> **ВЫБРАННЫЙ ОТРЫВОК**

>>>>>

Поскольку Новороссийская операция, как это будет видно дальше, развивалась неудачно, мне кажется целесообразным воспроизвести ее ход цитатами из воспоминаний участников этой операции, авторитет которых, я думаю, и для моряков и для читателей несомненен.

Итак, вот что рассказывает маршал А. А. Гречко:

«Первый отряд кораблей основного десанта из-за плохо организованной погрузки и ухудшения погоды опоздал с выходом из Геленджика почти на один час двадцать минут. Кроме того, отряд высадочных средств основного десанта был сформирован из разнотипных судов, катеров и высадочных средств, обладавших различными скоростями хода, и поэтому общее движение судов приходилось ориентировать по наиболее тихоходным.

4 февраля в 00 часов 12 минут, когда до начала артподготовки оставалось всего 48 минут, командир высадки, контр-адмирал Н. Е. Басистый, видя, что первый отряд не сможет своевременно прибыть в район высадки, дал на крейсер «Красный Кавказ» командиру отряда огневого содействия вице-адмиралу Л. А. Владимирскому радиограмму и донес командующему операцией вице-адмиралу Ф. С. Октябрьскому об опоздании первого десантного отряда. Контр-адмирал Н. Е. Басистый просил в связи с этим перенести открытие огня на полтора часа. Не ожидая приказа командующего операцией, вице-адмирал Л. А. Владимирский немедленно сообщил о переносе сроков артподготовки на все корабли. Корабли оказались вынужденными маневрировать в районе высадки на виду у противника».

Как видно из этой цитаты, еще до того, как десанты попали под огневое воздействие противника, начали срываться сроки, установленные планом. Опоздание погрузки на час двадцать минут – это конечно же вина тех, кто готовил десант, потому что ни артобстрела, ни бомбардировок в это время со стороны противника еще не было. А то, что крупные корабли, не открывая огня, вынуждены были маневрировать в районе высадки вблизи от противника, не только ставило сами корабли под угрозу бомбардировки и обстрелов, но и просто демаскировало всю намеченную операцию.

<<<<<

> **ЗАДАНИЕ A**
Подсчитайте строки записей ниже, в которых встречается слово «positive» с учетом регистра, и укажите только число.

> **ПЕРЕЧЕНЬ ЗАПИСЕЙ**

>>>>>

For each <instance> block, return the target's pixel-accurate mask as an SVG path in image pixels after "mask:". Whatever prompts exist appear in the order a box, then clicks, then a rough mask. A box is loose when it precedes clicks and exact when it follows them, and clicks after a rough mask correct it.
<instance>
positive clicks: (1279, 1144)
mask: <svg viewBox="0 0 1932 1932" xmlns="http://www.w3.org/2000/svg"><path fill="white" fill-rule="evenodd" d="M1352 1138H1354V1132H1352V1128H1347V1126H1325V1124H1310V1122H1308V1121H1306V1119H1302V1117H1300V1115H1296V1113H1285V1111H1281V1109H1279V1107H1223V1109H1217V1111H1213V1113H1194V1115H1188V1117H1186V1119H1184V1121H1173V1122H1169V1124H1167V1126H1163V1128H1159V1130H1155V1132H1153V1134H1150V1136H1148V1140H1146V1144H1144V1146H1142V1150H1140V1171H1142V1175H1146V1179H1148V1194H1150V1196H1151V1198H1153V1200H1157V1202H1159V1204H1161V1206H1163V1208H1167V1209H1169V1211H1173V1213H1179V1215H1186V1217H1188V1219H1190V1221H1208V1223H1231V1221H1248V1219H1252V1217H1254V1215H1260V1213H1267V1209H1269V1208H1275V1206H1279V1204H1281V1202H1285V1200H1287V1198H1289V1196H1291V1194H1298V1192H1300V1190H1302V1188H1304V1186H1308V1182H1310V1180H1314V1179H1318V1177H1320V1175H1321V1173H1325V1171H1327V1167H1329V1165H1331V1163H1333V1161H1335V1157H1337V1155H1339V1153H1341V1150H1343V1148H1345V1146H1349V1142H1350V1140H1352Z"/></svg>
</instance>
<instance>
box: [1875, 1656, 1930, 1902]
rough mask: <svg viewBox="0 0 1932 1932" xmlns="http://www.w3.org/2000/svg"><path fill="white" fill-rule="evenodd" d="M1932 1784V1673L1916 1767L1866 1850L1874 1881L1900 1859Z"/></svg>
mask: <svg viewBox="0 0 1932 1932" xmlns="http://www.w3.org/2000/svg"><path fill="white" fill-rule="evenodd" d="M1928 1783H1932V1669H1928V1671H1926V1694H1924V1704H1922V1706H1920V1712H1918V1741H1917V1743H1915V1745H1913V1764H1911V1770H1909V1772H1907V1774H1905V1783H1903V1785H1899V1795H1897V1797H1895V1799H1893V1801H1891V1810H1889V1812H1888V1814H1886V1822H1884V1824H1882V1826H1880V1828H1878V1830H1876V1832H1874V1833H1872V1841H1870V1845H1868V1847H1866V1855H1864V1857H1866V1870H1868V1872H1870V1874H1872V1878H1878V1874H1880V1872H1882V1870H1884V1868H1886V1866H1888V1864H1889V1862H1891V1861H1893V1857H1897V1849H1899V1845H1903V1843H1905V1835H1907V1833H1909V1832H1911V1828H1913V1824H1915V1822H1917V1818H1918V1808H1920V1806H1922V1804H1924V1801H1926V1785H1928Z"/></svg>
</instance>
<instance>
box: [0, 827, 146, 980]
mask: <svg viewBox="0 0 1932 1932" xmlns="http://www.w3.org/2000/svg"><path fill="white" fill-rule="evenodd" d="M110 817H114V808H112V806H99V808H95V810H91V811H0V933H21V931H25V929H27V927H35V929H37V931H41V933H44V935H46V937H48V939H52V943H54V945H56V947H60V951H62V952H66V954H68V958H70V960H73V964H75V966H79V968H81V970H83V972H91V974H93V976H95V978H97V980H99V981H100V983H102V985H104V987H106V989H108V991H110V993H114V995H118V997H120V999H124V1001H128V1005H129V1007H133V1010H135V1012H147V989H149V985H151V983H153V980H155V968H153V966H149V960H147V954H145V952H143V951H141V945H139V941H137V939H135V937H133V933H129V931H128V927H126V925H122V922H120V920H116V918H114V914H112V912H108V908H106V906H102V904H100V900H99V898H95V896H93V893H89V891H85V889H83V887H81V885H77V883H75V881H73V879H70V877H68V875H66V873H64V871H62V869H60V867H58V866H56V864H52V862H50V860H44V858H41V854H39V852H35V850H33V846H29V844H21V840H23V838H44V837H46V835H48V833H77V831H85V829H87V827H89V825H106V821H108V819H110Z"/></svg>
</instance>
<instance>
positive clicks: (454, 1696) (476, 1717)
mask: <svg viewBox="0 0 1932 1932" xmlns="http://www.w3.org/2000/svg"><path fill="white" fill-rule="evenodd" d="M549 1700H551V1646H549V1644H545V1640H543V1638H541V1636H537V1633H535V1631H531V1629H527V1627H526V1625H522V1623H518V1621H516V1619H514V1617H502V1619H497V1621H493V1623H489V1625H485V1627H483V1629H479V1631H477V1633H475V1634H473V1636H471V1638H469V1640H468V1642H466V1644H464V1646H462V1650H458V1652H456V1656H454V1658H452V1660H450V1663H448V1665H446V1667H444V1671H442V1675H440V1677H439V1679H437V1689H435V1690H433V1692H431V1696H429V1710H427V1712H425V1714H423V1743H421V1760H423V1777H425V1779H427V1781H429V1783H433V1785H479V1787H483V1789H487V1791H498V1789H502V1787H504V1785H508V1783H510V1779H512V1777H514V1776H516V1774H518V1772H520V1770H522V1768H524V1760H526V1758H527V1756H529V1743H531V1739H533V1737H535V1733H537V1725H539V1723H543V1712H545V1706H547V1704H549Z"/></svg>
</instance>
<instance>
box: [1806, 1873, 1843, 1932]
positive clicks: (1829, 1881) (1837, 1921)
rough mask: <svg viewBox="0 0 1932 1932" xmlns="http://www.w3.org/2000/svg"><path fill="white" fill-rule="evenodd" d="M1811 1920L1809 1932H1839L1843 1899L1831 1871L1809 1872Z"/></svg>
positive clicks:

<<<<<

> **ЗАДАНИЕ B**
Ответьте по отрывку о Новороссийской операции:
(i) На сколько опоздал с выходом из Геленджика первый отряд кораблей основного десанта?
(ii) На какой срок контр-адмирал Н. Е. Басистый просил перенести открытие огня?
(iii) Кто немедленно сообщил о переносе сроков артподготовки на все корабли?

> **ОТВЕТ A**
4

> **ОТВЕТ B**
(i) Почти на один час двадцать минут.
(ii) На полтора часа.
(iii) Вице-адмирал Л. А. Владимирский.